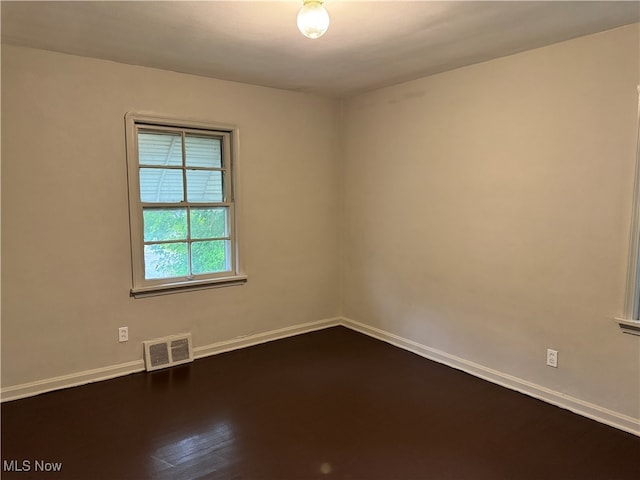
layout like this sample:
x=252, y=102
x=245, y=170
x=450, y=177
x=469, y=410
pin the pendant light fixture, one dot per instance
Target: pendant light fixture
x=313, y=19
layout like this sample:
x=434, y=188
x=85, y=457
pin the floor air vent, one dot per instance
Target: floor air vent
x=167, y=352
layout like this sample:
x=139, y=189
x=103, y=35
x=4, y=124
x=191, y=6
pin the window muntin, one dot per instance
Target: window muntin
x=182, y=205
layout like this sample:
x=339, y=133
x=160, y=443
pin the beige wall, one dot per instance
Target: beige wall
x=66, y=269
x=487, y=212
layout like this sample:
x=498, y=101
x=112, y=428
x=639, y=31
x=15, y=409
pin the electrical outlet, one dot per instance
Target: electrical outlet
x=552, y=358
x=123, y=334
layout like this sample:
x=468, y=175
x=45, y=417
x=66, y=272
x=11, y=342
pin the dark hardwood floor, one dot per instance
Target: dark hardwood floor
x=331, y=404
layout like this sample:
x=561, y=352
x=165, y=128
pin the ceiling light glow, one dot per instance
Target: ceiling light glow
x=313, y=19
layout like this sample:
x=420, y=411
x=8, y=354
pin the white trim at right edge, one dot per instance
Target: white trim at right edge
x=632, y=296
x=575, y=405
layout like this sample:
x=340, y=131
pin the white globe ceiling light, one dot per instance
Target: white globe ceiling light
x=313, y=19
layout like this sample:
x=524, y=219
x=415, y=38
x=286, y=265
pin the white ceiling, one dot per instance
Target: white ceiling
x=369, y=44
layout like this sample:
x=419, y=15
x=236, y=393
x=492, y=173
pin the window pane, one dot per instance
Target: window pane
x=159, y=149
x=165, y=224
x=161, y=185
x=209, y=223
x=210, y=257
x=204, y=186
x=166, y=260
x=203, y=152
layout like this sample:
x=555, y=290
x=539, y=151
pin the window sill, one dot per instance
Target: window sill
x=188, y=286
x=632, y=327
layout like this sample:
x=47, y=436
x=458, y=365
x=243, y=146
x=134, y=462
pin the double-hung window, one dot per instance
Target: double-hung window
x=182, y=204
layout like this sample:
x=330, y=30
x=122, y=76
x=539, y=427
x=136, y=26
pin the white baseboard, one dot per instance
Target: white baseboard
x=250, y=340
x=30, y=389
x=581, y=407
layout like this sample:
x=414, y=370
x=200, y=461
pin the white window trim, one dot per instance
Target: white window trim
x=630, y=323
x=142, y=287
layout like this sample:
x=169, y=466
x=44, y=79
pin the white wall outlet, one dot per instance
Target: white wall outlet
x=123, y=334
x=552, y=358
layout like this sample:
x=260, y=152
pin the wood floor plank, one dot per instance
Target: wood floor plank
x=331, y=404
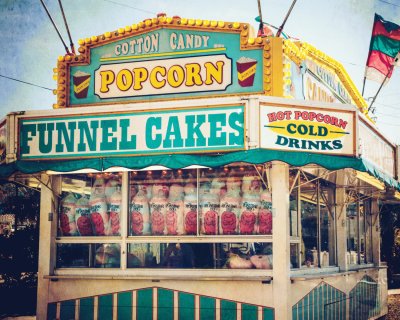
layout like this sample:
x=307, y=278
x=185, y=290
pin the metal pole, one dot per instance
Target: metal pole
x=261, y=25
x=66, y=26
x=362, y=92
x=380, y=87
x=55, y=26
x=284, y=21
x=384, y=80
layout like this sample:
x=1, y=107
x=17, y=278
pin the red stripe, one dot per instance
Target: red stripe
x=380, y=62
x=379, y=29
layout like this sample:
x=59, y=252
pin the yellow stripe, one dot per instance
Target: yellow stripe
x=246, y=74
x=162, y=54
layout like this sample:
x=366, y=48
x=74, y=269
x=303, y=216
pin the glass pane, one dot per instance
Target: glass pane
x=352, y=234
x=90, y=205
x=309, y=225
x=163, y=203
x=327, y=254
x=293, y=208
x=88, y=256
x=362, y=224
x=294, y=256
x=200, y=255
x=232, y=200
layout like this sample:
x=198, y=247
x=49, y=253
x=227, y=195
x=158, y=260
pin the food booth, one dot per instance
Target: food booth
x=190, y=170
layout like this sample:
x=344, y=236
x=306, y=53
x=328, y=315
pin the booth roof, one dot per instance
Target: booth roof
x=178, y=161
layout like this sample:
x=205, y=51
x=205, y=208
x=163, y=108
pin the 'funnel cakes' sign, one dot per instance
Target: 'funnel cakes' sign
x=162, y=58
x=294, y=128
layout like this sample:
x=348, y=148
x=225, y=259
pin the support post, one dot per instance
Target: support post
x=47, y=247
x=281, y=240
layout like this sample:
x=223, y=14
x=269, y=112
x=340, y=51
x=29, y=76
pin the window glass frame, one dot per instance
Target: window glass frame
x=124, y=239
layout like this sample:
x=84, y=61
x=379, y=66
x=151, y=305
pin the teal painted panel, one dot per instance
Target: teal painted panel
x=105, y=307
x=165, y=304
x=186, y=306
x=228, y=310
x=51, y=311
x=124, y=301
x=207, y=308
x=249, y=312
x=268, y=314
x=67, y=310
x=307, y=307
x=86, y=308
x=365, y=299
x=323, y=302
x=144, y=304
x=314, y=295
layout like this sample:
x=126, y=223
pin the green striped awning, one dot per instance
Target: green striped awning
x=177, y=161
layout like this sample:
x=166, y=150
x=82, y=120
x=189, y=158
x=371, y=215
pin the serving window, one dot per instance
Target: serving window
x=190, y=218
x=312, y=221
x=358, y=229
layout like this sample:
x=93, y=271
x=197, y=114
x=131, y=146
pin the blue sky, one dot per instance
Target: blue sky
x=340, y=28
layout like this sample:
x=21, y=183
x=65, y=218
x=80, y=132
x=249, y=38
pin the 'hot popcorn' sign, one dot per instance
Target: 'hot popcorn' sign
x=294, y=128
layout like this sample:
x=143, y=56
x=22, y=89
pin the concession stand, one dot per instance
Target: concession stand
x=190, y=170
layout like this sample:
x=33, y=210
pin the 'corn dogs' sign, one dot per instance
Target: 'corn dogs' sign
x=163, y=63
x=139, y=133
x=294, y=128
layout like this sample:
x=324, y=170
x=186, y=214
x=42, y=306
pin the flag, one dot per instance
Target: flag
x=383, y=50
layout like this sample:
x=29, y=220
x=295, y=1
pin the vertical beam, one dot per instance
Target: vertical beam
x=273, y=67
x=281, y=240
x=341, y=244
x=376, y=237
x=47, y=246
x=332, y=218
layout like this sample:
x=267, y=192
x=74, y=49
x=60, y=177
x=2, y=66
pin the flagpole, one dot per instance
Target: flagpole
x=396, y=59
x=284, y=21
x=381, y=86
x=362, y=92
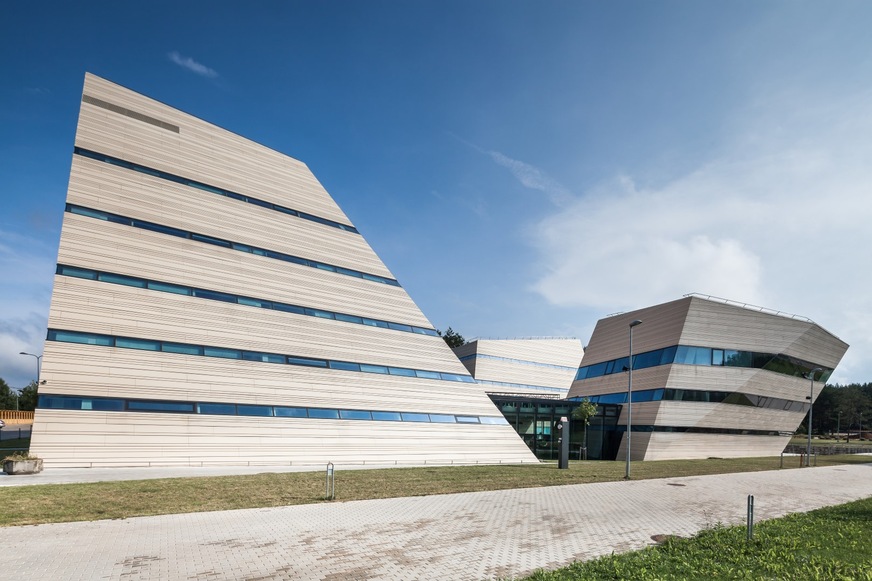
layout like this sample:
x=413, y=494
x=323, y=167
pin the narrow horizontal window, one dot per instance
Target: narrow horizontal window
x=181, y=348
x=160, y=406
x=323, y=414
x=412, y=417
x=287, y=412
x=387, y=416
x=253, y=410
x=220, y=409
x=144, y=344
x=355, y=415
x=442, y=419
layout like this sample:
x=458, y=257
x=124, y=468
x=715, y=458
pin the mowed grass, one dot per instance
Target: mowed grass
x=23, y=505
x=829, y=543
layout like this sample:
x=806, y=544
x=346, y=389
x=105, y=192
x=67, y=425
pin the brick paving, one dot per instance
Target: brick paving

··········

AIM>
Rewrite every row above with "dot" replaced by "point" and everything else unchanged. Leave out the pictures.

THE REPLY>
layout like this sample:
x=252, y=102
x=245, y=170
x=450, y=177
x=469, y=410
pin the pendant light fixture, one point per instance
Target: pendant light fixture
x=313, y=19
layout like this sample:
x=434, y=188
x=85, y=457
pin the floor air vent, one point per instance
Target: floor air vent
x=167, y=352
layout like this sample:
x=139, y=189
x=103, y=35
x=4, y=124
x=191, y=6
pin the window muntin, one point per instance
Target: window muntin
x=182, y=205
layout like this sample:
x=339, y=133
x=160, y=443
pin the beige wall, one point per instance
Target: beige wall
x=66, y=269
x=487, y=212
layout like this sample:
x=498, y=101
x=112, y=428
x=639, y=31
x=15, y=409
pin the electrical outlet, one point per instance
Target: electrical outlet
x=552, y=358
x=123, y=334
layout like this sample:
x=468, y=175
x=45, y=417
x=66, y=272
x=11, y=342
pin the dark hardwood floor, one point per instance
Target: dark hardwood floor
x=331, y=404
layout like this sample:
x=561, y=352
x=165, y=128
pin the ceiling light glow, one point per instance
Target: ceiling light glow
x=313, y=19
layout like this sample:
x=420, y=411
x=8, y=354
pin the white trim at right edge, one point per instance
Target: white trim at right edge
x=632, y=296
x=575, y=405
layout like this sample:
x=340, y=131
pin the white globe ceiling light, one point per instance
Target: white globe ceiling light
x=313, y=19
layout like this sample:
x=524, y=219
x=415, y=38
x=286, y=265
pin the white ceiling, one point per instance
Target: white ceiling
x=369, y=44
layout like this sample:
x=419, y=15
x=236, y=393
x=492, y=173
pin the window pane, one point per instance
Target: window pane
x=159, y=149
x=165, y=224
x=161, y=185
x=209, y=223
x=210, y=257
x=204, y=186
x=166, y=260
x=203, y=152
layout like this sample:
x=555, y=290
x=539, y=151
pin the window sill, one point per instance
Target: window sill
x=188, y=286
x=632, y=327
layout like this sample:
x=47, y=436
x=458, y=365
x=243, y=146
x=134, y=462
pin the double-hung window, one point per instance
Target: double-hung window
x=182, y=204
layout like this sample:
x=330, y=30
x=122, y=76
x=539, y=427
x=136, y=26
pin the white baseboard, one point per instance
Target: white baseboard
x=250, y=340
x=30, y=389
x=581, y=407
layout like this sample:
x=414, y=370
x=200, y=461
pin the white window trim, one point per instance
Target: white window trim
x=630, y=323
x=142, y=287
layout like this sample:
x=169, y=466
x=44, y=79
pin the white wall outlet, one point per instance
Target: white wall outlet
x=123, y=334
x=552, y=358
layout like this sample:
x=260, y=152
pin the wood floor plank, one point per instance
Target: wood floor plank
x=331, y=404
layout like this sample:
x=307, y=278
x=185, y=290
pin the metal pole, one point per instance
Target: metal pole
x=261, y=25
x=66, y=26
x=362, y=92
x=380, y=87
x=55, y=26
x=284, y=21
x=384, y=80
layout like this sample:
x=1, y=107
x=17, y=278
pin the red stripe, one point per instance
Target: red stripe
x=380, y=62
x=379, y=29
layout like this sample:
x=59, y=252
pin the yellow stripe, one point per instance
Target: yellow stripe
x=246, y=74
x=162, y=54
layout like this sample:
x=366, y=48
x=74, y=269
x=303, y=216
pin the glass pane, one point per instance
Target: glass pane
x=352, y=234
x=90, y=205
x=309, y=225
x=163, y=203
x=327, y=254
x=293, y=208
x=88, y=256
x=362, y=224
x=294, y=256
x=200, y=255
x=232, y=200
layout like this sample:
x=198, y=247
x=49, y=253
x=227, y=195
x=158, y=260
pin the food booth, one point per instance
Target: food booth
x=190, y=170
layout like this sample:
x=344, y=236
x=306, y=53
x=328, y=315
pin the booth roof, one point per instance
Target: booth roof
x=178, y=161
layout like this sample:
x=205, y=51
x=205, y=208
x=163, y=108
pin the 'funnel cakes' sign, one point per instance
Target: 'funnel cakes' sign
x=162, y=58
x=294, y=128
layout like this sample:
x=348, y=148
x=225, y=259
pin the support post, one point per instance
Target: support post
x=47, y=247
x=281, y=240
layout like this sample:
x=223, y=14
x=269, y=112
x=340, y=51
x=29, y=76
pin the window glass frame, one point per instance
Target: window glass frame
x=124, y=239
layout like this sample:
x=84, y=61
x=379, y=66
x=151, y=305
pin the teal painted panel, one point per instance
Target: teal painted panel
x=105, y=307
x=165, y=304
x=186, y=306
x=228, y=310
x=51, y=311
x=124, y=301
x=207, y=308
x=249, y=312
x=268, y=314
x=67, y=310
x=307, y=307
x=86, y=308
x=365, y=299
x=323, y=302
x=144, y=304
x=314, y=295
layout like this sample:
x=126, y=223
pin the green striped awning, one point per instance
Target: green striped awning
x=177, y=161
layout like this sample:
x=166, y=150
x=82, y=120
x=189, y=158
x=371, y=215
pin the serving window, one point per instance
Target: serving window
x=190, y=218
x=312, y=221
x=358, y=229
layout like this sample:
x=93, y=271
x=197, y=114
x=131, y=146
pin the blue sky, one point per instance
Target: blue sky
x=340, y=28
layout like this sample:
x=21, y=183
x=65, y=218
x=80, y=132
x=249, y=38
pin the 'hot popcorn' sign, one point per instance
Target: 'hot popcorn' sign
x=294, y=128
layout like this sample:
x=143, y=56
x=22, y=89
pin the concession stand, one point per instance
Target: concession stand
x=190, y=170
layout like this sample:
x=33, y=210
pin the 'corn dogs' sign, one point per instance
Target: 'corn dogs' sign
x=163, y=63
x=139, y=133
x=294, y=128
layout like this sample:
x=324, y=170
x=186, y=214
x=42, y=306
pin the flag, one point per instance
Target: flag
x=383, y=50
layout like this sample:
x=29, y=220
x=295, y=1
pin the vertical beam, one point per instance
Target: vertical beam
x=273, y=67
x=281, y=240
x=341, y=244
x=376, y=237
x=47, y=246
x=332, y=218
layout like this sample:
x=267, y=192
x=74, y=49
x=60, y=177
x=2, y=66
pin the flagpole, one point per instance
Target: flagpole
x=396, y=59
x=284, y=21
x=381, y=86
x=362, y=92
layout like this sample:
x=413, y=494
x=323, y=167
pin the narrow horizontal window, one point per instance
Target: narrow horizontal window
x=181, y=348
x=160, y=406
x=323, y=414
x=412, y=417
x=287, y=412
x=387, y=416
x=253, y=410
x=220, y=409
x=144, y=344
x=355, y=415
x=442, y=419
layout like this sample:
x=458, y=257
x=124, y=468
x=715, y=458
pin the mowed grass, one point per instance
Target: mowed grass
x=23, y=505
x=829, y=543
layout like this sample:
x=806, y=544
x=346, y=389
x=105, y=192
x=67, y=425
pin the brick paving, one point per instance
Target: brick paving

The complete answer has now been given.